Sul21 – Os choques no útero teriam a finalidade de destruir a sua essência feminina?
Nilce - Naquela hora falavam algo que destrói: mãe você nunca
vai ser. Atingia minha essência de mulher. Com os choques eu me sentia
estuprada. As palavras deles, quando me xingavam, era a mulher que
estava sendo espezinhada. É um milagre da vida, com o útero que tive,
depois conceber dois filhos – Semíramis e Paulo – e agora ter quatro
netas. Milagre que vem da quase impossibilidade física de ficar grávida.
No parto perdi muito sangue, mas a filha nasceu normal.
A questão da mulher sempre foi estudada e usada por eles. E isso
também foi a fonte de minha possibilidade de superação. Quando saí do
coma, pedi uma gilete; surpresos, imaginaram uma tentativa de suicídio.
Mas não, era para me depilar, pois estava peluda. E não queria ir para a
tortura peluda. Aquilo me recuperou algo do feminino e de ser gente.

* _DADOS COLETADOS_
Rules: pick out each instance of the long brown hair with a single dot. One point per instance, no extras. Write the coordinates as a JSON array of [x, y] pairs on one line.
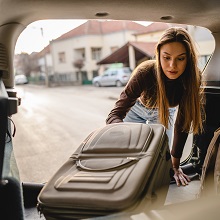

* _O QUE FAZER_
Devolva, sem mudar nada, a parte do trecho do documento que começa nas palavras "No parto perdi" e termina logo depois de "de ser gente.".

* _RESOLUÇÃO_
No parto perdi muito sangue, mas a filha nasceu normal.
A questão da mulher sempre foi estudada e usada por eles. E isso
também foi a fonte de minha possibilidade de superação. Quando saí do
coma, pedi uma gilete; surpresos, imaginaram uma tentativa de suicídio.
Mas não, era para me depilar, pois estava peluda. E não queria ir para a
tortura peluda. Aquilo me recuperou algo do feminino e de ser gente.